==== PASSAGE SHOWN ====

Scientists: Bioweapon Convention Needs Teeth

Australian scientists who inadvertently created a killer mouse virus said today the global Biological Weapons Convention must be given teeth to prevent such discoveries falling into the wrong hands.

The scientists, using technology that could be applied to biological warfare, had been seeking a biological contraceptive to halt mouse and rat plagues when they genetically modified a virus akin to smallpox with fatal results — for mice.

Annabelle Duncan, who was deputy leader of a U.N. team which investigated biowarfare agents in Iraq after the Gulf War, said the 1972 Biological Weapons Convention (BCW) urgently needed updating.

"It's not that you shouldn't do the research because you're going to cut off a lot of beneficial discoveries … it's making sure that it's very, very hard for anybody to abuse the results," she told Reuters.

"At the moment the convention says don't make biological weapons," she said. "There's no way of policing it, so if you think somebody is cheating you can't do anything about it."

Global Warning

Duncan is molecular science chief at the Commonwealth Scientific and Industrial Research Organization (CSIRO), which created the virus.

The genetically modified mouse virus, revealed by New Scientist magazine on Wednesday, is harmless to humans but it kills mice by wiping out part of their immune system.

Its creators say that the same technique could be used to make human diseases such as smallpox even more lethal.

New Scientist said the discovery highlighted a growing international problem — how to stop terrorists using scientific research to create deadly new weapons.

A total of 140 countries have ratified the BCW pact, a relic of the Cold War which bans the development, production and stockpiling of bacteriological and toxin weapons.

Negotiations to strengthen the convention have made slow progress over the past four years. Duncan hoped member states would agree to set up a U.N.-backed body with policing powers to monitor biological research.

====

- _PARTS OF THE EXERCISE_:
1) State whether each of the following statements agrees with the article on the Biological Weapons Convention, answering yes or no and quoting the words of the article that decide it: (a) the genetically modified mouse virus is dangerous to humans; (b) 140 countries have ratified the convention; (c) the scientists had been trying to develop a biological contraceptive to stop mouse and rat plagues.
2) Repeat word for word the portion of the article on the Biological Weapons Convention that begins at the words "The genetically modified" and stops after the words "and toxin weapons.".
3) According to the article on the Biological Weapons Convention, what position did Annabelle Duncan hold on the U.N. team that investigated biowarfare agents in Iraq?
The items that follow are separate material and bear no relation to the article on the Biological Weapons Convention.

==== DATASET EXCERPTS ====

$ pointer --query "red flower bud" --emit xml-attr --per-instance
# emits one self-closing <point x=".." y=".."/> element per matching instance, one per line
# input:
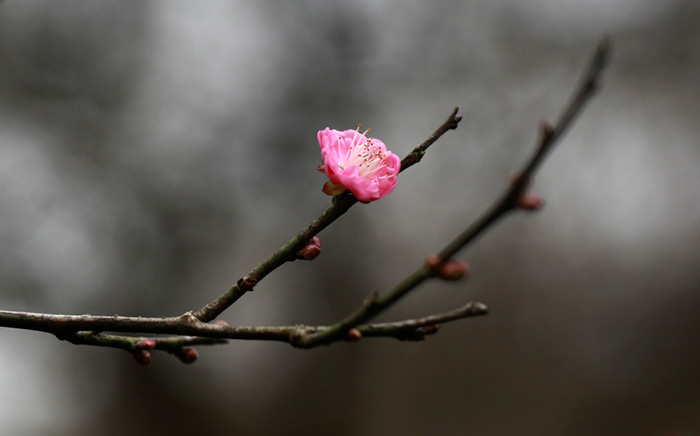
<point x="353" y="335"/>
<point x="311" y="250"/>
<point x="146" y="344"/>
<point x="433" y="262"/>
<point x="187" y="355"/>
<point x="530" y="202"/>
<point x="142" y="357"/>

====

- _ANSWERS FOR THE EXERCISE_:
1)
(a) No: "is harmless to humans but it kills mice by wiping out part of their immune system."
(b) Yes: "A total of 140 countries have ratified the BCW pact."
(c) Yes: "had been seeking a biological contraceptive to halt mouse and rat plagues."

2)
The genetically modified mouse virus, revealed by New Scientist magazine on Wednesday, is harmless to humans but it kills mice by wiping out part of their immune system.

Its creators say that the same technique could be used to make human diseases such as smallpox even more lethal.

New Scientist said the discovery highlighted a growing international problem — how to stop terrorists using scientific research to create deadly new weapons.

A total of 140 countries have ratified the BCW pact, a relic of the Cold War which bans the development, production and stockpiling of bacteriological and toxin weapons.

3) She was deputy leader of the team.